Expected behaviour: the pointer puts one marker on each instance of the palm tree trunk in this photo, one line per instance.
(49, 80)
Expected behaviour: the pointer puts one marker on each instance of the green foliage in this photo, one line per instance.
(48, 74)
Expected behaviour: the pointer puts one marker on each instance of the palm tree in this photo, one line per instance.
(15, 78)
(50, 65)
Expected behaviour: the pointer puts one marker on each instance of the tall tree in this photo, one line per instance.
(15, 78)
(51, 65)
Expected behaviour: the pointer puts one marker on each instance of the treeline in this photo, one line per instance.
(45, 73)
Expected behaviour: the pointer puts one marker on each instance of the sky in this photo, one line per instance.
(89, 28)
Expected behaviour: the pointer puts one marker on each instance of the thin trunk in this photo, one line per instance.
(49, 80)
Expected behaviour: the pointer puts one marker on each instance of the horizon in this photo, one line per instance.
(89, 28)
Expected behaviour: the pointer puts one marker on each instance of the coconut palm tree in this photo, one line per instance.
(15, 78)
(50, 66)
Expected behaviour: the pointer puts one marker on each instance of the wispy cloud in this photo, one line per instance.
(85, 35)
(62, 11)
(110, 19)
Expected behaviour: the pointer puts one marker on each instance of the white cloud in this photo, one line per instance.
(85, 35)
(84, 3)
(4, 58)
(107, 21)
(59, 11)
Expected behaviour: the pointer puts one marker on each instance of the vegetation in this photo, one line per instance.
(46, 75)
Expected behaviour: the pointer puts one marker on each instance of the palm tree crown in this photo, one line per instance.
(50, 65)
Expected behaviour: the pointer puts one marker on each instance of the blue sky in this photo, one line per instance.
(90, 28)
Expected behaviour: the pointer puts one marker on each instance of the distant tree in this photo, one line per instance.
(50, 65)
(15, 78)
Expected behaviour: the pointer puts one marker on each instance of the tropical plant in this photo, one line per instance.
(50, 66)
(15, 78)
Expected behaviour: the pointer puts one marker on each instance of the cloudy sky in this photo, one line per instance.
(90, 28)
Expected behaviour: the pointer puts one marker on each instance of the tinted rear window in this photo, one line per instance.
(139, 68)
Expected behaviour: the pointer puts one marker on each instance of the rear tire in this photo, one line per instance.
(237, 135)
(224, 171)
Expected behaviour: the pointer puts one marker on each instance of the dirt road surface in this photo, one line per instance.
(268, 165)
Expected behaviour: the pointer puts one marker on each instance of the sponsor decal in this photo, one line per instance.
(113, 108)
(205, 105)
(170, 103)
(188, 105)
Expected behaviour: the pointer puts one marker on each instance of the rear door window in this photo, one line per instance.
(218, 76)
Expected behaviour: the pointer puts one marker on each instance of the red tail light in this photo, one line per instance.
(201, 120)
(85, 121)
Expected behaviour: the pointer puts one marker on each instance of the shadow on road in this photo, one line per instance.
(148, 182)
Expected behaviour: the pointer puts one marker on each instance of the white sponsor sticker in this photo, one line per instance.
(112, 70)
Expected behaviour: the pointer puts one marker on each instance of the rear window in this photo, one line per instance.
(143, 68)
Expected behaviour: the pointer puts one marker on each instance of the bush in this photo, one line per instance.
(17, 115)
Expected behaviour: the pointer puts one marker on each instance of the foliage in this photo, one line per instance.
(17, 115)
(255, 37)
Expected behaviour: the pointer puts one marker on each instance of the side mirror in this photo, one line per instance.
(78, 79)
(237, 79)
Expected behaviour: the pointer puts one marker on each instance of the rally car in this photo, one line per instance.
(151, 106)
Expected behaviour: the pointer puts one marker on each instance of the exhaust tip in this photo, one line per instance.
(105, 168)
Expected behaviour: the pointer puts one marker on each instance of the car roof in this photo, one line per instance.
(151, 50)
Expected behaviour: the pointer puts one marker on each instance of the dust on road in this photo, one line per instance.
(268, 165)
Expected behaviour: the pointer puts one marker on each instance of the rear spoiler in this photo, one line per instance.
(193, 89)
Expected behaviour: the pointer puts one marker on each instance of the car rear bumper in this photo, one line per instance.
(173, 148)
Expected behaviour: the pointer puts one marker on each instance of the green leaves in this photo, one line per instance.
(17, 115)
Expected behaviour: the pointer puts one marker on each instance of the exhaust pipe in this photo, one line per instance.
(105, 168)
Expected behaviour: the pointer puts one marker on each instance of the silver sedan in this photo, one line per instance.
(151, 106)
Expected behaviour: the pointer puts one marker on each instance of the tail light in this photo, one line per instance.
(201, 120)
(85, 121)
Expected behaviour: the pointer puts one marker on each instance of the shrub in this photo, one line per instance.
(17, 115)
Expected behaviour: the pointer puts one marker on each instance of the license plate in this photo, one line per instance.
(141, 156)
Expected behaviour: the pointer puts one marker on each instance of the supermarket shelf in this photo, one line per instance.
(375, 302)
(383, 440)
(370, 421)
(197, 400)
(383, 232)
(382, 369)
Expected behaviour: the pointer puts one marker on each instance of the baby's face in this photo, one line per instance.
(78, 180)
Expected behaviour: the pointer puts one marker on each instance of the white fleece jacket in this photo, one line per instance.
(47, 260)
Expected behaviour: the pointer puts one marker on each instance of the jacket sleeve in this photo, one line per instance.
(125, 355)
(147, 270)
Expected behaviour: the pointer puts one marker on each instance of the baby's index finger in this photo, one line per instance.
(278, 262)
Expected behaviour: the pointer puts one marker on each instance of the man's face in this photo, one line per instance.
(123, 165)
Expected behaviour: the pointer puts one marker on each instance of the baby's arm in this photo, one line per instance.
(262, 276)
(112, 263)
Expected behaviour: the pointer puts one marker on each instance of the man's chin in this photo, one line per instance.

▸ **What you will do**
Convert the rows above into a JSON list of strings, one string per line, leaving out any blank lines.

▸ **Expected output**
[
  "Expected behaviour: the pointer puts one marker on each instance of the palm tree trunk in this photo, one line per instance.",
  "(49, 80)",
  "Expected behaviour: the pointer puts one marker on each instance of the green foliage in this photo, one line per instance.",
  "(48, 74)",
  "Expected behaviour: the pointer puts one marker on each instance of the palm tree in this photo, one line per instance.",
  "(15, 78)",
  "(50, 65)",
  "Expected behaviour: the pointer puts one marker on each instance of the tall tree in this photo, one line per instance.",
  "(15, 78)",
  "(51, 65)",
  "Expected behaviour: the pointer puts one marker on each instance of the treeline in this photo, one line per instance.",
  "(45, 73)",
  "Expected behaviour: the pointer puts one marker on each instance of the sky in this photo, one line per instance.",
  "(89, 28)",
  "Expected behaviour: the pointer puts one marker on each instance of the thin trunk in this photo, one line per instance.",
  "(49, 80)",
  "Expected behaviour: the pointer puts one marker on each instance of the horizon in this photo, one line per instance.",
  "(89, 28)",
  "Expected behaviour: the pointer puts one marker on each instance of the coconut palm tree in this photo, one line per instance.",
  "(15, 78)",
  "(50, 66)",
  "Expected behaviour: the pointer puts one marker on each instance of the wispy cloud in this photo, one line per instance.",
  "(85, 35)",
  "(62, 11)",
  "(110, 19)",
  "Expected behaviour: the pointer puts one marker on each instance of the white cloud in this photo, one line per instance.",
  "(85, 35)",
  "(84, 3)",
  "(4, 58)",
  "(107, 21)",
  "(59, 11)",
  "Expected behaviour: the pointer puts one marker on each instance of the vegetation in this photo, one line per instance.",
  "(46, 75)",
  "Expected behaviour: the pointer puts one marker on each instance of the palm tree crown in this photo, one line per instance.",
  "(50, 65)",
  "Expected behaviour: the pointer puts one marker on each instance of the blue sky in this photo, one line per instance.",
  "(90, 28)",
  "Expected behaviour: the pointer puts one marker on each instance of the distant tree in this photo, one line per instance.",
  "(50, 65)",
  "(15, 78)",
  "Expected behaviour: the pointer puts one marker on each instance of the tropical plant in this photo, one line per instance.",
  "(50, 66)",
  "(15, 78)",
  "Expected behaviour: the pointer puts one marker on each instance of the cloudy sky in this photo, one line per instance.",
  "(90, 28)",
  "Expected behaviour: the pointer puts one marker on each instance of the tinted rear window in this photo, one line per instance.",
  "(139, 68)",
  "Expected behaviour: the pointer puts one marker on each instance of the rear tire in this photo, one line per instance.",
  "(237, 135)",
  "(224, 171)",
  "Expected behaviour: the pointer puts one marker on each instance of the dirt road surface in this photo, one line per instance.",
  "(268, 165)",
  "Expected behaviour: the pointer puts one marker on each instance of the sponsor decal in this photo, one line per instance.",
  "(113, 108)",
  "(205, 105)",
  "(170, 103)",
  "(188, 105)",
  "Expected behaviour: the pointer puts one marker on each instance of the rear door window in this photo, one line per instance.",
  "(218, 76)",
  "Expected behaviour: the pointer puts one marker on each instance of the red tail light in this photo, one line per instance.",
  "(201, 120)",
  "(85, 121)",
  "Expected behaviour: the pointer puts one marker on each instance of the shadow on road in this photo, one line per instance.",
  "(148, 182)",
  "Expected behaviour: the pointer puts one marker on each instance of the white sponsor sticker in this photo, one line per instance.",
  "(112, 70)",
  "Expected behaviour: the pointer puts one marker on each instance of the rear window in this photo, one line per instance.",
  "(143, 68)",
  "Expected behaviour: the pointer puts one marker on each instance of the bush in this photo, one line per instance.",
  "(17, 115)",
  "Expected behaviour: the pointer puts one marker on each instance of the foliage in this photo, one line per instance.",
  "(17, 115)",
  "(255, 37)",
  "Expected behaviour: the pointer puts one marker on each instance of the side mirror in this photo, one line per instance.",
  "(78, 79)",
  "(237, 79)",
  "Expected behaviour: the pointer puts one marker on each instance of the rally car in this photo, one line per instance.",
  "(151, 106)",
  "Expected behaviour: the pointer puts one marker on each instance of the exhaust tip in this photo, one line per instance.",
  "(105, 168)",
  "Expected behaviour: the pointer puts one marker on each instance of the car roof in this photo, one line per instance.",
  "(151, 50)",
  "Expected behaviour: the pointer puts one marker on each instance of the dust on road in this photo, one line per instance.",
  "(268, 165)",
  "Expected behaviour: the pointer puts one marker on each instance of the rear spoiler in this photo, one line per instance.",
  "(193, 89)",
  "Expected behaviour: the pointer puts one marker on each instance of the car rear bumper in this photo, one line per instance.",
  "(173, 148)",
  "Expected behaviour: the pointer puts one marker on each instance of the green leaves in this photo, one line per instance.",
  "(17, 115)",
  "Expected behaviour: the pointer puts one marker on each instance of the exhaust pipe in this photo, one line per instance.",
  "(105, 168)",
  "Expected behaviour: the pointer puts one marker on each instance of the silver sedan in this photo, one line per instance.",
  "(151, 106)",
  "Expected behaviour: the pointer puts one marker on each instance of the tail light in this photo, one line per instance.",
  "(201, 120)",
  "(85, 121)",
  "Expected behaviour: the pointer puts one marker on each instance of the shrub in this photo, one line per instance.",
  "(17, 115)",
  "Expected behaviour: the pointer puts one marker on each instance of the license plate in this photo, one line per instance.",
  "(141, 156)",
  "Expected behaviour: the pointer puts one marker on each instance of the supermarket shelf in this photo, one line per instance.",
  "(375, 302)",
  "(383, 440)",
  "(370, 421)",
  "(197, 400)",
  "(383, 232)",
  "(382, 369)",
  "Expected behaviour: the pointer puts one marker on each instance of the baby's face in this photo, one line per instance.",
  "(78, 180)",
  "Expected behaviour: the pointer puts one marker on each instance of the white fleece jacket in this photo, one line per instance.",
  "(47, 260)",
  "Expected behaviour: the pointer puts one marker on each instance of the jacket sleeve in this photo, one line per instance.",
  "(125, 355)",
  "(147, 270)",
  "Expected behaviour: the pointer puts one marker on each instance of the baby's index finger in this photo, one line per instance.",
  "(278, 262)",
  "Expected behaviour: the pointer puts one marker on each instance of the man's face in this photo, one line per instance.",
  "(123, 165)",
  "Expected behaviour: the pointer puts one marker on each instance of the baby's arm in this photo, one line per instance.",
  "(262, 276)",
  "(112, 263)",
  "Expected behaviour: the pointer puts one marker on each instance of the man's chin in this photo, one line per instance."
]